WHAT YOU HAVE TO DO: Transcribe the listing below word for word.
# Start of EXCERPTED RECORDS
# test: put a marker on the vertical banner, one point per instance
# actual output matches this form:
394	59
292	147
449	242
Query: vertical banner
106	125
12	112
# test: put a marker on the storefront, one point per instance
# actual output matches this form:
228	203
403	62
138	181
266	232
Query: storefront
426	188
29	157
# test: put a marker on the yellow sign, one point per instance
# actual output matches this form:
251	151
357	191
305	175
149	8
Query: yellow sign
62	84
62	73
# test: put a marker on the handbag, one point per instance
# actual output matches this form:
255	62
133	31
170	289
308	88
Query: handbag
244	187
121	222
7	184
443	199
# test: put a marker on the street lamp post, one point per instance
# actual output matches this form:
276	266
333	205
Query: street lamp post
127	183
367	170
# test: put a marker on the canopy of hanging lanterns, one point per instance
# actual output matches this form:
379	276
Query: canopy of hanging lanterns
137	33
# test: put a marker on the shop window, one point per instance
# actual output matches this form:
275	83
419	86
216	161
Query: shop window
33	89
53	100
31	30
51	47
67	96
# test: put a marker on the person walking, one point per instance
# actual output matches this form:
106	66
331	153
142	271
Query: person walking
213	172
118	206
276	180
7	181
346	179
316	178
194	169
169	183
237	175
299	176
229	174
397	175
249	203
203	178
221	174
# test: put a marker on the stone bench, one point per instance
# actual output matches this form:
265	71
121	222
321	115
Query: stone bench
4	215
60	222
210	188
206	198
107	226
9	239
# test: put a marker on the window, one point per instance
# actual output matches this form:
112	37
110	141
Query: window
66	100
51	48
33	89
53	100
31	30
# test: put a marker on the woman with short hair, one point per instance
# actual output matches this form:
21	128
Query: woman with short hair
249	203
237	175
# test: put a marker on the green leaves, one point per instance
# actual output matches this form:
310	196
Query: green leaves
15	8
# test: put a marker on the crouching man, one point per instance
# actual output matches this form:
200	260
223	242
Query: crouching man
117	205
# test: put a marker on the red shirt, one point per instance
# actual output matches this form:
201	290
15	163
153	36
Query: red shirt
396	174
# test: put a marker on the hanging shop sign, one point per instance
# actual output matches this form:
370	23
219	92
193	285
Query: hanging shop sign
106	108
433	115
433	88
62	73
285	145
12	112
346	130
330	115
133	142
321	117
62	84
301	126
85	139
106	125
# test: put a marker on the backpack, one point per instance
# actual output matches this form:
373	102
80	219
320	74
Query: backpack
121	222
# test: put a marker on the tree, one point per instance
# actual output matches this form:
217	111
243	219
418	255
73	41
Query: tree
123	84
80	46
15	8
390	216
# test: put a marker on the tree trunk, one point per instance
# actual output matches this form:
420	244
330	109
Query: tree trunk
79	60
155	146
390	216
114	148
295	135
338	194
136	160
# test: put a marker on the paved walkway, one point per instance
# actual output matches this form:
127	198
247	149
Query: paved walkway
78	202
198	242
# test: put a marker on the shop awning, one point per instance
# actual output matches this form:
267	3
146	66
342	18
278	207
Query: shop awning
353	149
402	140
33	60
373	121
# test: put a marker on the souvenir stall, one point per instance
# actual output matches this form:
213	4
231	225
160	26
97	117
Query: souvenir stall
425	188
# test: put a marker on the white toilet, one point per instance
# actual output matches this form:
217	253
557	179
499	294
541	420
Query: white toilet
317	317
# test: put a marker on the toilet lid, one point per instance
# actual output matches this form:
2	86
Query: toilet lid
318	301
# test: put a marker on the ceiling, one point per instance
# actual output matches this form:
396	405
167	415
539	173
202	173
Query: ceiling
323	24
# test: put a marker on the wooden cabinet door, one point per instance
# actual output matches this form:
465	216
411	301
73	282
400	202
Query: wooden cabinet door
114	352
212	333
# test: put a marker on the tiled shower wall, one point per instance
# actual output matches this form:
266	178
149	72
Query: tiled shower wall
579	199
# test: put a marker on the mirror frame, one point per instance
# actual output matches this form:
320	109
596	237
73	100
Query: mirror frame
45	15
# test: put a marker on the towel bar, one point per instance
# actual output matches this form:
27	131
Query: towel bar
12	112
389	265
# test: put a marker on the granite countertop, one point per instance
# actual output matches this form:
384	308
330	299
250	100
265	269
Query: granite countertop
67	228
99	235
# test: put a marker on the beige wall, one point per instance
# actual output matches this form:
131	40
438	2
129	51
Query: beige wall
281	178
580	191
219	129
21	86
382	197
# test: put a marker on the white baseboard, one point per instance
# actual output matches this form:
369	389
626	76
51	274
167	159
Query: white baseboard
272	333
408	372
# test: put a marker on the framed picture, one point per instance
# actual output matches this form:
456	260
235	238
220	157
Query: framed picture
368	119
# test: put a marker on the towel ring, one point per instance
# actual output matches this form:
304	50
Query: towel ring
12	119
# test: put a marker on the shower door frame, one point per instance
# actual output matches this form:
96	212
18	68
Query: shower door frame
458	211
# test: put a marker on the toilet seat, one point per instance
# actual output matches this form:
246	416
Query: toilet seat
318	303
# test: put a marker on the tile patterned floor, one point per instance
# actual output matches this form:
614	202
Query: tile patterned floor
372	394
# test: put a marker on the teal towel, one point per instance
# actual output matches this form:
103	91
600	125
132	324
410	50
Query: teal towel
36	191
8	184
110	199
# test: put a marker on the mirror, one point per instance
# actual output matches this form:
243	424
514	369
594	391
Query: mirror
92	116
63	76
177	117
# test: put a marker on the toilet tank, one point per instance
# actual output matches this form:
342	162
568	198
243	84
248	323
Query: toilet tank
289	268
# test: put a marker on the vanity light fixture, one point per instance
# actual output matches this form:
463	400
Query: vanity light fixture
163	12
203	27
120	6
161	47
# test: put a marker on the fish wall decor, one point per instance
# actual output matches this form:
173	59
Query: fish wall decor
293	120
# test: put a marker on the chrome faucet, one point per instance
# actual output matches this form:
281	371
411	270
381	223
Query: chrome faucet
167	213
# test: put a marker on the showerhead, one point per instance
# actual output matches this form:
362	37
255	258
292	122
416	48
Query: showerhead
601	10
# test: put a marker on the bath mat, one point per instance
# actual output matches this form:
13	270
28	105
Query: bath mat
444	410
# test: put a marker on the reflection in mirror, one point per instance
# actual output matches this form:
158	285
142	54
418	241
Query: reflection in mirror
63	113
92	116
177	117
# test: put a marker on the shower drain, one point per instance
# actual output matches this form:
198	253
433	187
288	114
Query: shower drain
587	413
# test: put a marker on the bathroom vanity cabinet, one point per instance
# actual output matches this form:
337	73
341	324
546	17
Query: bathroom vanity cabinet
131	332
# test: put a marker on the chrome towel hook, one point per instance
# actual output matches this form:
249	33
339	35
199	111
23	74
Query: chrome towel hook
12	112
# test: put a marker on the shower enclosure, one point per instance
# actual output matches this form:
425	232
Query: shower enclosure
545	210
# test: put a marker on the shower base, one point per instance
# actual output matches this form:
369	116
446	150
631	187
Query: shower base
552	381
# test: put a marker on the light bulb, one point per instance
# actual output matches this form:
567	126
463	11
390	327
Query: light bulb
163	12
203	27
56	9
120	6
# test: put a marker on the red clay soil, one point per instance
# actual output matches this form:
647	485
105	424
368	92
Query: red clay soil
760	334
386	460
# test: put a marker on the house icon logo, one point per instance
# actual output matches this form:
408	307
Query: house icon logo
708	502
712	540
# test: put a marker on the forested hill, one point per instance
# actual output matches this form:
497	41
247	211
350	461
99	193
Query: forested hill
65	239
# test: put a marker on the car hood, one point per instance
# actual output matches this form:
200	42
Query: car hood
# End of EXCERPTED RECORDS
WRITTEN ANSWER:
# test: put a marker on the vertical banner, one point per instance
# actual output matches this form:
394	59
292	147
449	242
Query: vertical banner
106	125
12	112
# test: put a marker on the storefront, one point per instance
# actual output matches this form:
228	203
403	62
138	181
266	232
Query: storefront
426	188
29	157
# test: put a marker on the yellow sign, one point per instance
# actual output matches this form:
251	151
357	191
305	175
149	8
Query: yellow sign
62	84
62	73
# test: put a marker on the handbag, one point per instance
# actual output matches this form:
255	62
133	31
170	289
308	88
Query: handbag
244	187
121	222
7	184
443	199
# test: put a marker on the street lamp post, one point per instance
# actual output matches this form:
276	266
333	205
Query: street lamp post
127	183
367	170
# test: put a marker on the canopy of hanging lanterns, one point per instance
# actual output matches this form:
379	276
Query: canopy of hanging lanterns
137	33
# test: put a marker on the shop window, one point per instance
# actual output matches this form:
275	83
419	86
216	161
Query: shop window
33	89
53	100
31	30
51	47
67	96
# test: put a marker on the person walking, one point per instance
# actual output matches this form:
106	66
331	153
142	271
Query: person walking
213	172
118	206
276	180
7	181
346	179
316	178
194	169
169	183
237	175
299	176
229	174
397	175
249	203
203	178
221	174
# test: put a marker on the stone bench, one point per instance
# actual output matches this form:
265	71
121	222
321	115
Query: stone bench
4	215
60	222
210	188
206	198
107	226
9	239
# test: put a marker on the window, one point per instance
# actual output matches this form:
112	37
110	141
Query: window
66	100
51	48
33	89
53	100
31	30
# test: put a marker on the woman with short hair, one point per instance
# actual output matches this form:
21	128
Query: woman with short hair
249	203
237	175
# test: put a marker on the green leaves, one point per instance
# actual output matches this form:
310	196
Query: green leaves
15	8
# test: put a marker on the crouching man, one point per instance
# actual output matches this form:
200	260
223	242
Query: crouching man
117	205
# test: put a marker on the red shirt, one point per instance
# actual output matches this form:
201	290
15	163
153	36
Query: red shirt
396	174
# test: put a marker on the hanging shop sign, one point per instance
# actual output matches this form:
370	23
219	92
193	285
Query: hanging shop sign
106	108
433	115
433	88
62	73
285	145
12	112
346	130
330	115
133	142
321	117
62	84
301	126
85	139
106	125
# test: put a marker on the backpack, one point per instance
# actual output matches this form:
373	102
80	219
320	74
Query: backpack
121	222
# test: put a marker on the tree, one point per instance
# actual output matches this form:
217	111
243	219
418	255
73	41
Query: tree
123	84
80	46
15	8
390	216
# test: put a marker on the tree trunk, one point per instance
# actual output matches this form:
420	244
330	109
Query: tree trunk
79	60
155	146
390	216
114	148
295	135
338	194
136	160
# test: put a marker on the paved walkway, one point per instance
# actual output matches this form:
127	198
247	149
Query: paved walkway
78	202
198	242
# test: put a marker on the shop awning, one point per instance
# actual output matches this form:
267	3
146	66
342	18
278	207
Query: shop awning
353	149
402	140
33	60
373	121
# test: put a marker on the souvenir stall, one point per instance
# actual output matches this form:
213	4
231	225
160	26
97	117
Query: souvenir stall
425	188
# test: put a marker on the white toilet, one point per instance
# actual output matches this form:
217	253
557	179
499	294
541	420
Query: white toilet
317	317
# test: put a marker on the toilet lid, one point per instance
# actual output matches this form:
2	86
Query: toilet lid
318	301
# test: put a marker on the ceiling, one point per instance
# actual output matches this form:
396	405
167	415
539	173
202	173
Query: ceiling
323	24
# test: put a marker on the wooden cabinet door, one point per instance
# actual output matches this form:
465	216
411	301
73	282
400	202
Query: wooden cabinet door
114	352
212	333
# test: put a marker on the tiled shower wall, one point per instance
# actual output matches this form:
266	178
149	72
Query: tiled shower wall
579	199
# test: put a marker on the mirror frame, one point per instance
# actual output matches this form:
320	109
596	237
73	100
Query: mirror frame
45	15
# test: put a marker on the towel bar, one point per instance
# actual output matches this form:
27	131
Query: towel bar
12	112
389	265
# test: put a marker on the granite countertop, one point per instance
# actual output matches this form:
384	308
330	299
250	100
265	269
Query: granite countertop
67	228
99	235
# test: put a marker on the beige wall, one point per instance
# actual output matches this form:
131	40
438	2
129	51
Query: beige wall
281	178
580	191
219	129
21	86
382	197
# test: put a marker on the white baseboard, one point per instance
# actual output matches this form:
369	389
626	76
51	274
167	159
Query: white baseboard
272	333
408	372
# test: put a marker on the framed picture, one point per instance
# actual output matches this form:
456	260
235	238
220	157
Query: framed picture
368	119
# test: put a marker on the towel ring, one point per instance
# actual output matches this form:
304	50
Query: towel ring
12	119
# test: put a marker on the shower door frame, one point per instance
# actual output matches this form:
96	212
18	68
Query: shower door frame
458	211
# test: put a marker on the toilet seat, one point per instance
# actual output matches this form:
246	416
Query: toilet seat
318	303
# test: put a marker on the tile patterned floor, one point per instance
# actual output matches this form:
614	202
Query: tile patterned floor
372	394
# test: put a marker on the teal towel, one point per instance
# actual output matches this form:
103	91
600	125
132	324
410	50
Query: teal towel
36	191
8	184
110	199
# test: put a marker on the mirror, one point per instance
# actual output matches this form:
243	424
514	369
594	391
Query: mirror
92	116
63	76
177	117
# test: put a marker on the toilet tank, one point per instance
# actual output matches this form:
342	162
568	198
243	84
248	323
Query: toilet tank
289	268
# test: put a marker on the vanity light fixture, one point per instance
# actual output matches this form:
463	400
Query: vanity light fixture
163	12
203	27
120	6
161	47
# test: put a marker on the fish wall decor, one point per instance
# actual output matches this form:
173	59
Query: fish wall decor
293	120
# test: put a marker on the chrome faucet, one point per instance
# actual output matches this form:
281	371
411	270
381	223
Query: chrome faucet
167	213
# test: put a marker on the showerhead, one point per instance
# actual output matches this form:
362	37
255	258
292	122
416	48
Query: showerhead
601	10
# test: put a marker on the bath mat, one point per instance
# actual output matches this form:
13	270
28	105
Query: bath mat
444	410
# test: put a marker on the reflection in mirror, one point per instance
# actual output matches this form:
158	285
142	54
418	241
Query: reflection in mirror
63	113
92	116
177	117
# test: put a marker on the shower drain, one point per instance
# actual output matches this form:
198	253
433	187
288	114
Query: shower drain
587	413
# test: put a marker on the bathroom vanity cabinet, one point per instance
# actual output matches this form:
337	73
341	324
546	17
Query: bathroom vanity cabinet
131	332
# test: put a marker on the chrome towel hook, one point per instance
# actual output matches this form:
249	33
339	35
199	111
23	74
Query: chrome towel hook
12	112
# test: put a marker on the shower enclosure, one point per instance
# actual output matches this form:
425	232
Query: shower enclosure
545	210
# test: put a marker on the shower base, one point per instance
# actual output matches this form:
369	116
446	150
631	187
Query: shower base
552	381
# test: put a marker on the light bulb, one point per instance
# actual output matches this form:
567	126
463	11
390	327
Query: light bulb
163	12
203	27
56	9
120	6
# test: put a marker on the red clay soil, one point per instance
# actual output matches this form:
647	485
105	424
368	92
Query: red clay soil
760	334
386	460
# test: put a marker on the house icon logo, one point per instance
# actual output matches this form:
408	307
Query: house icon logo
708	502
712	540
# test: put a marker on the forested hill, one point per instance
# actual output matches this form:
497	41
247	211
350	461
99	193
Query: forested hill
65	239
# test: put a marker on the car hood, one point per instance
# actual output matches this form:
200	42
Query: car hood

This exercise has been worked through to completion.